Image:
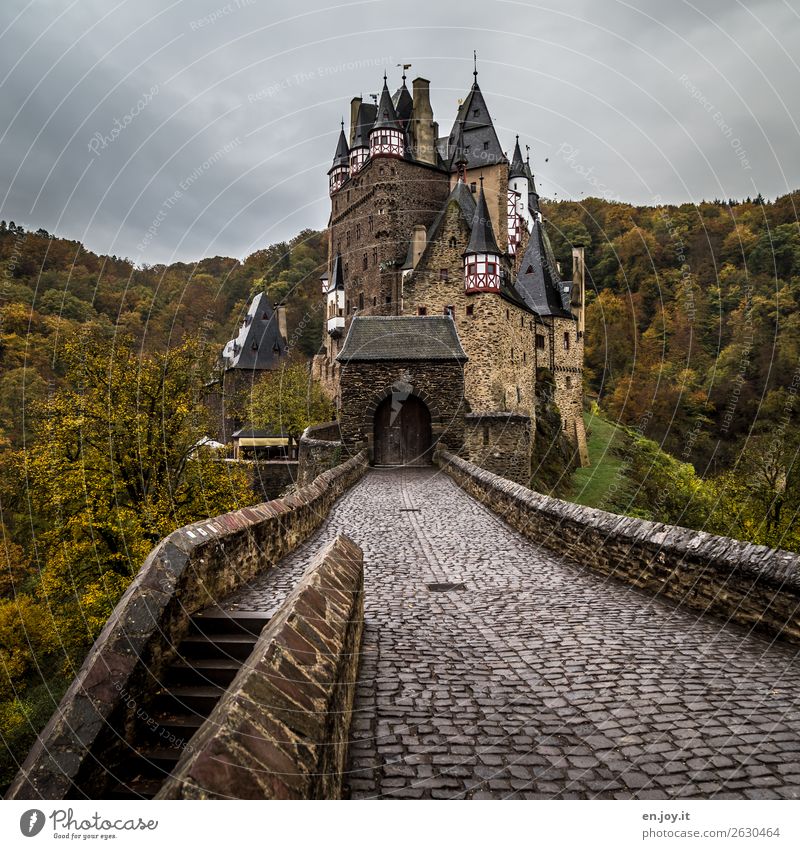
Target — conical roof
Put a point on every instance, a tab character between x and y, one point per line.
364	121
517	165
387	116
342	155
481	240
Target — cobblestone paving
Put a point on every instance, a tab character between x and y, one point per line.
539	679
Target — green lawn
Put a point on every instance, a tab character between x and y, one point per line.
604	483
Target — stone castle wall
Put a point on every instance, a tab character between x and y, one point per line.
280	731
439	384
745	583
93	727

* [WHAT TO WORK ON] Say how many lines in the entries above contain the string "Target". Give the number by itself.

* [FINISHED TASK] 4